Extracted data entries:

##############################

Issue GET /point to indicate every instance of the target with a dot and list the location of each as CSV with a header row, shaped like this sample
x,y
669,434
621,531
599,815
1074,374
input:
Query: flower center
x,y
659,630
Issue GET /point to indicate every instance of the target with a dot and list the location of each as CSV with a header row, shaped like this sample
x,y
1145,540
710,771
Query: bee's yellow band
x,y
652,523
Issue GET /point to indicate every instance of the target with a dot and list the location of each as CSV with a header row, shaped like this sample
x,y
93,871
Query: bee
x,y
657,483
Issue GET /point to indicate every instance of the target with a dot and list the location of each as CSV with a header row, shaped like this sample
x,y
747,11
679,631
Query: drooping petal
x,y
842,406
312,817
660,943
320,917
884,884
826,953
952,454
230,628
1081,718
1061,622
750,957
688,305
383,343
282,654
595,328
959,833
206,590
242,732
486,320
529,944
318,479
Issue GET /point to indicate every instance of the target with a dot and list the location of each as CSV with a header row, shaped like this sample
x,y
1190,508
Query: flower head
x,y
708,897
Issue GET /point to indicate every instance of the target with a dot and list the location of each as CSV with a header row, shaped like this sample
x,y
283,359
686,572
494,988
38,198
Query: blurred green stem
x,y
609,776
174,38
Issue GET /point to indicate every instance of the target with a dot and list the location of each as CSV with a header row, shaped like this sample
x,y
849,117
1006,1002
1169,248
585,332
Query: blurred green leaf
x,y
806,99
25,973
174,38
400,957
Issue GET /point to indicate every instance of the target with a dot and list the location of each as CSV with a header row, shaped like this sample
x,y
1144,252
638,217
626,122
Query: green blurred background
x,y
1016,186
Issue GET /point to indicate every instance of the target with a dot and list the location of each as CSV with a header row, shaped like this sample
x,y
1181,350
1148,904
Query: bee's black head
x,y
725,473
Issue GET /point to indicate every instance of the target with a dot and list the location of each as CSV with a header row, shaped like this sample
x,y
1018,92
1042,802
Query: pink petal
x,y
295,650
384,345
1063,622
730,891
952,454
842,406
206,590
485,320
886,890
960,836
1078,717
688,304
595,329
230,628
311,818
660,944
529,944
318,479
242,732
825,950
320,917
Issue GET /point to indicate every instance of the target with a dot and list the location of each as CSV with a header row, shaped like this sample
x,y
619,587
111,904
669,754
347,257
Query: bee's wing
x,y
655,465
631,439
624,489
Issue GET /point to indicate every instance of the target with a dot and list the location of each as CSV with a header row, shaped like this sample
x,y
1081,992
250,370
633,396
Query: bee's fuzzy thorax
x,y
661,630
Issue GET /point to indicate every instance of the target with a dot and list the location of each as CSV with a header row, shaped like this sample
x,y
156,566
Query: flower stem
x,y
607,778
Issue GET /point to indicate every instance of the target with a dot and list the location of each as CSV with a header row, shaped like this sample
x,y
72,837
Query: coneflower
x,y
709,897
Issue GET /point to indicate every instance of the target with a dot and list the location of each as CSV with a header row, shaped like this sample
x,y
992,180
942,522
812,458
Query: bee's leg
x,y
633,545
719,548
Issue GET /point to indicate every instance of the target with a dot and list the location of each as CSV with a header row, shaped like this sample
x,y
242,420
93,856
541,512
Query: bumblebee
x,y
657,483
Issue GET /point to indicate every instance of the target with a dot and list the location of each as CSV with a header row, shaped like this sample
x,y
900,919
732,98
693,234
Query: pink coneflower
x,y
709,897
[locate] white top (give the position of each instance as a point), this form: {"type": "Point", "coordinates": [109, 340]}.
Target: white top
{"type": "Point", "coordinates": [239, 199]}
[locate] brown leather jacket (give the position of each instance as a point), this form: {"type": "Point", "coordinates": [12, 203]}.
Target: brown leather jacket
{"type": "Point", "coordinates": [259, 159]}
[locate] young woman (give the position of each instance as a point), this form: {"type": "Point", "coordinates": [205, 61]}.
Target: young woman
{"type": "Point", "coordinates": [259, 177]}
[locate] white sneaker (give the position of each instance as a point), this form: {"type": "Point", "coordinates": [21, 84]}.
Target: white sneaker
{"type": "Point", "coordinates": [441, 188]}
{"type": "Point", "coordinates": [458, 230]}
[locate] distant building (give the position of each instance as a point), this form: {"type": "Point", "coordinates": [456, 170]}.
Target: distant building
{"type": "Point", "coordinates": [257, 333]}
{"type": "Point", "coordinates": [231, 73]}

##############################

● **SET EXERCISE**
Swap "white sneaker" for "white shoe" in the entries from the line holding "[locate] young woman" through the end of the entries, both ends included, and give those lines again with everything else unchanged.

● **SOLUTION TO THIS TASK**
[locate] young woman (give the position of each instance as a point), this form: {"type": "Point", "coordinates": [205, 61]}.
Target: young woman
{"type": "Point", "coordinates": [259, 177]}
[locate] white shoe (give the position of each instance as a point), this form: {"type": "Point", "coordinates": [21, 84]}.
Target: white shoe
{"type": "Point", "coordinates": [441, 188]}
{"type": "Point", "coordinates": [458, 230]}
[locate] distant building (give the position of each instance as a point), this form: {"type": "Point", "coordinates": [456, 170]}.
Target: distant building
{"type": "Point", "coordinates": [257, 333]}
{"type": "Point", "coordinates": [231, 73]}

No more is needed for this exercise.